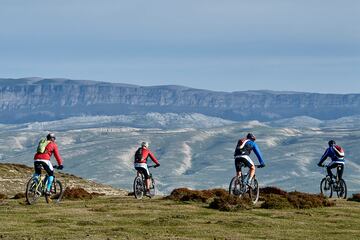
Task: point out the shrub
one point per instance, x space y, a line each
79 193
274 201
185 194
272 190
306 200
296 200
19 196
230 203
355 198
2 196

▶ WHAT TO PRODUCE
Turn every line of the records above into a numbered list, skipping blank lines and leaving out the pictures.

▶ ANSWER BELOW
1. Task: point out the shrub
2. one point per instance, x space y, a line each
3. 79 193
4. 274 201
5. 185 194
6. 272 190
7. 306 200
8. 296 200
9. 19 196
10. 230 203
11. 355 198
12. 2 196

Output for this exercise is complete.